** Your goal **
Output every record word for word.

** Given entries **

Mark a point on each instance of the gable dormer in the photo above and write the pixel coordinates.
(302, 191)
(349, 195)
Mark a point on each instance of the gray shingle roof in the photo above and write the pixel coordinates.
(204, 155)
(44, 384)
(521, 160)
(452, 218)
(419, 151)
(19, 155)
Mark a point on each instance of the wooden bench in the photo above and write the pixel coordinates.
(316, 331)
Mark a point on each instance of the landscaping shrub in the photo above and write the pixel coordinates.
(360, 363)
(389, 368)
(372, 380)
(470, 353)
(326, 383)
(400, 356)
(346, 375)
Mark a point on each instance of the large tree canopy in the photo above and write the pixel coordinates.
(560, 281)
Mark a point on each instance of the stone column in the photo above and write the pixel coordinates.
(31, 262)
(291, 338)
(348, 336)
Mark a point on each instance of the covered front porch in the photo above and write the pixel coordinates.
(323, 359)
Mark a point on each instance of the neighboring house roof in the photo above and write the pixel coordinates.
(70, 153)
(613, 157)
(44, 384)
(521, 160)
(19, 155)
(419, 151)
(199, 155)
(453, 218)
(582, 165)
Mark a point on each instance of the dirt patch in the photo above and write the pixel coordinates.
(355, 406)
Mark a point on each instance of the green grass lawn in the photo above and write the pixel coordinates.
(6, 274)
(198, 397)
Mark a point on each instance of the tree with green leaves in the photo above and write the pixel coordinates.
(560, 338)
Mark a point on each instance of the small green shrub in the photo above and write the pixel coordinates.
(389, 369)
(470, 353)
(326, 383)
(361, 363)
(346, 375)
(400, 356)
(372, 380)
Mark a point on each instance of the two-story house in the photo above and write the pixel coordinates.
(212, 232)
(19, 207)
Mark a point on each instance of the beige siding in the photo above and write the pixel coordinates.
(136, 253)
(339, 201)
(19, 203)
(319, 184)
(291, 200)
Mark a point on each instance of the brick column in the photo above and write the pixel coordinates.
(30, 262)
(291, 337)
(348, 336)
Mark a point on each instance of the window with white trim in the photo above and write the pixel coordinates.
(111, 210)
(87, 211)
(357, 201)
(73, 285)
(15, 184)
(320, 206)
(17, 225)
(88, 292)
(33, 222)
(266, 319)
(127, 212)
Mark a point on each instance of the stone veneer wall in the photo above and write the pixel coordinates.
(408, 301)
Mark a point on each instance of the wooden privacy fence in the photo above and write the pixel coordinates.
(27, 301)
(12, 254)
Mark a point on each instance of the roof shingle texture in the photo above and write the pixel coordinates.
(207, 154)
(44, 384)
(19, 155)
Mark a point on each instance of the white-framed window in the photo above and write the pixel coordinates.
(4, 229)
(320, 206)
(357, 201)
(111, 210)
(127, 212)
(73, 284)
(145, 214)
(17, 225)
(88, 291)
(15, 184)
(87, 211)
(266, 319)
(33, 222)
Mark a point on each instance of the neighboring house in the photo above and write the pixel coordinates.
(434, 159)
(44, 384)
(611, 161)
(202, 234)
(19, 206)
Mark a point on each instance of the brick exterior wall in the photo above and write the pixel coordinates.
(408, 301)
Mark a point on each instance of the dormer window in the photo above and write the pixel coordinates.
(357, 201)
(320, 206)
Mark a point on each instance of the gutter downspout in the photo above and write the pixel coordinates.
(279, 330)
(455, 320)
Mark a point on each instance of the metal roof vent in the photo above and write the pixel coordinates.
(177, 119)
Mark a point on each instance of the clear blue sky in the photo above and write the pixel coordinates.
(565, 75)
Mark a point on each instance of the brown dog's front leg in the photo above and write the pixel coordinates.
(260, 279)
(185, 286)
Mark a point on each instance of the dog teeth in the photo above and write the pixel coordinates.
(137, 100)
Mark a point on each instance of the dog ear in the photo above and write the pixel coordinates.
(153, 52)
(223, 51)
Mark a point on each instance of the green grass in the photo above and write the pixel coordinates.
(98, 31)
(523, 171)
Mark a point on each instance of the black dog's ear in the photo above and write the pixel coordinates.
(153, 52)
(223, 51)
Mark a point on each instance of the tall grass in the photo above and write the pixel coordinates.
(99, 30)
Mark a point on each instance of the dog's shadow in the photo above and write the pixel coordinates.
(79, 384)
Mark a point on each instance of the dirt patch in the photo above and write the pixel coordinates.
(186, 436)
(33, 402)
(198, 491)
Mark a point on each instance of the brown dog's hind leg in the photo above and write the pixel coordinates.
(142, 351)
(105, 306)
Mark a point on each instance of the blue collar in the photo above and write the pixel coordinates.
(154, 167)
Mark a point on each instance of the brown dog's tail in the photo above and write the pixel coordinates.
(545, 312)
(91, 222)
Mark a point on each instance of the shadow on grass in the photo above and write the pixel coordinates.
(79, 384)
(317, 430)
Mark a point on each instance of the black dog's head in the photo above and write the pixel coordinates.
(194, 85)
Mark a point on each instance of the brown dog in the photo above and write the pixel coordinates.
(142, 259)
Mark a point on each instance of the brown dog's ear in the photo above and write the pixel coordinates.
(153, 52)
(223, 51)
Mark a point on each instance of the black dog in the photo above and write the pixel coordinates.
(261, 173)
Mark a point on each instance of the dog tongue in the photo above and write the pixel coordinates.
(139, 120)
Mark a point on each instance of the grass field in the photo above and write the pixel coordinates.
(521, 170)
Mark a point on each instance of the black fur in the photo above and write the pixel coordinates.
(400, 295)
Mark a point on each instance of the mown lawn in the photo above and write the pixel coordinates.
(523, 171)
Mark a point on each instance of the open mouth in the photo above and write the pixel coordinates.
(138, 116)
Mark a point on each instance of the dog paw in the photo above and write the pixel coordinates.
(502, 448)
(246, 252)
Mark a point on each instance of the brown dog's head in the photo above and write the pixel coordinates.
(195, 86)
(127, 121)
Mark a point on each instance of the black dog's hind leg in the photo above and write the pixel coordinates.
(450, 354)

** Response to the exercise **
Mark a point on each instance of the gable dormer in the photo above and write the pixel coordinates.
(302, 191)
(349, 195)
Mark a point on each instance of the gray shingle roof in the photo above and write the pixel coordinates.
(204, 155)
(44, 384)
(521, 160)
(452, 218)
(419, 151)
(19, 155)
Mark a point on each instance of the wooden bench in the photo above and write the pixel coordinates.
(316, 331)
Mark a point on each instance of the landscaping shrub in the photo above and write the pixel coordinates.
(360, 363)
(389, 368)
(372, 380)
(470, 353)
(326, 383)
(400, 356)
(346, 375)
Mark a point on each instance of the large tree canopy in the photo above and write the pixel coordinates.
(560, 281)
Mark a point on each instance of the stone column in the photo above and write the pixel coordinates.
(31, 262)
(291, 338)
(348, 336)
Mark a point on each instance of the covered front porch in the photo above and write the pixel coordinates.
(323, 359)
Mark a point on each instance of the neighboring house roof in the photo above and write the pixel coordinates.
(70, 153)
(613, 157)
(44, 384)
(521, 160)
(19, 155)
(419, 151)
(199, 155)
(453, 218)
(582, 165)
Mark a point on each instance of the dirt patch in the photo above and write the pixel coordinates.
(355, 406)
Mark a point on each instance of the green grass lawn in the photo above and write the pixel coordinates.
(6, 274)
(198, 397)
Mark a point on each instance of the tree with green leaves in the photo above and write the pixel coordinates.
(560, 338)
Mark a point on each instance of the small green shrub in the photo above and write the pixel coordinates.
(389, 369)
(470, 353)
(326, 383)
(361, 363)
(346, 375)
(400, 356)
(372, 380)
Mark a point on each instance of the two-story house in the photo above and write the pixel coordinates.
(212, 232)
(19, 207)
Mark a point on each instance of the beige siding in the photo above and write the pixel coordinates.
(136, 253)
(339, 201)
(19, 203)
(319, 184)
(291, 200)
Mark a point on each instance of the brick column in the photo above and write the pixel coordinates.
(30, 262)
(291, 337)
(348, 336)
Mark a point on each instance of the window with white trim in the photo above and write the pixel coordinates.
(111, 210)
(87, 211)
(357, 201)
(73, 285)
(15, 184)
(320, 206)
(17, 225)
(88, 292)
(33, 222)
(266, 319)
(127, 212)
Mark a point on each instance of the stone veneer wall in the photo above and write the pixel coordinates.
(408, 301)
Mark a point on each instance of the wooden privacy fence in the photo above and write the pixel coordinates.
(27, 301)
(12, 254)
Mark a point on each instance of the roof shingle texture in the photo above and write the pixel coordinates.
(207, 154)
(44, 384)
(19, 155)
Mark a point on each instance of the white-framed window in the photo above and write the pixel coordinates.
(4, 229)
(320, 206)
(357, 201)
(111, 210)
(127, 212)
(73, 284)
(145, 214)
(17, 225)
(88, 291)
(15, 184)
(87, 211)
(266, 319)
(33, 222)
Mark a point on each instance of the neighboring house in the photo above and write the pixel coordinates.
(434, 159)
(44, 384)
(611, 161)
(202, 234)
(19, 206)
Mark a point on each instance of the brick exterior wall in the photo above and write the pixel coordinates.
(408, 301)
Mark a point on each instance of the dormer window in the photo above and write the pixel coordinates.
(357, 201)
(320, 206)
Mark a point on each instance of the gutter downspout in the photo above and write the pixel coordinates.
(279, 330)
(455, 320)
Mark a point on each instance of the metal roof vent in the photo above and write the pixel coordinates.
(177, 119)
Mark a point on each instance of the clear blue sky in the photo above and write the pixel coordinates.
(565, 75)
Mark a point on each instance of the brown dog's front leg in the photo above and write the pixel coordinates.
(260, 279)
(185, 286)
Mark a point on each instance of the dog teeth in the photo above and write the pixel coordinates.
(137, 100)
Mark a point on each instance of the dog ear in the photo above and write the pixel coordinates.
(153, 52)
(223, 51)
Mark a point on each instance of the green grass in the photo above and write the pixel coordinates.
(98, 31)
(523, 171)
Mark a point on each instance of the black dog's ear in the photo above and write the pixel coordinates.
(153, 52)
(223, 51)
Mark a point on each instance of the tall grass in the photo above and write the pixel coordinates.
(99, 30)
Mark a point on each instance of the dog's shadow in the photo above and write the pixel coordinates.
(79, 384)
Mark a point on each instance of the dirt patch in the photo above and write the pixel coordinates.
(186, 436)
(33, 402)
(198, 491)
Mark a point on each instance of the brown dog's hind leg in the photo above and write the pixel coordinates.
(142, 351)
(105, 306)
Mark a point on each instance of the blue collar in the photo above and write the pixel coordinates.
(154, 167)
Mark a point on each instance of the brown dog's tail in the photo above and write the pixel coordinates.
(545, 312)
(91, 222)
Mark a point on each instance of the shadow on grass in the photo above and write the pixel coordinates.
(79, 384)
(317, 430)
Mark a point on each instance of the black dog's head in the photo above and write the pixel coordinates.
(194, 85)
Mark a point on each instance of the brown dog in the photo above and write the pixel coordinates.
(142, 259)
Mark a point on each instance of the brown dog's ear in the photo above and write the pixel coordinates.
(153, 52)
(223, 51)
Mark a point on each instance of the black dog in the photo above and write the pixel coordinates.
(261, 173)
Mark a point on each instance of the dog tongue in the photo above and write the pixel coordinates.
(139, 120)
Mark a point on each instance of the grass field in the photo above and write the pixel coordinates.
(521, 170)
Mark a point on each instance of the black fur in the photo above and write the pixel coordinates.
(400, 295)
Mark a point on each instance of the mown lawn in the photo above and write the pixel coordinates.
(523, 171)
Mark a point on each instance of the open mouth in the photo above and write the pixel coordinates.
(138, 116)
Mark a point on each instance of the dog paw in the photo above and write the pixel coordinates.
(502, 448)
(246, 252)
Mark a point on each instance of the brown dog's head in the photo above and write the pixel coordinates.
(195, 86)
(127, 121)
Mark a point on each instance of the black dog's hind leg in the photo above and write the pixel coordinates.
(450, 354)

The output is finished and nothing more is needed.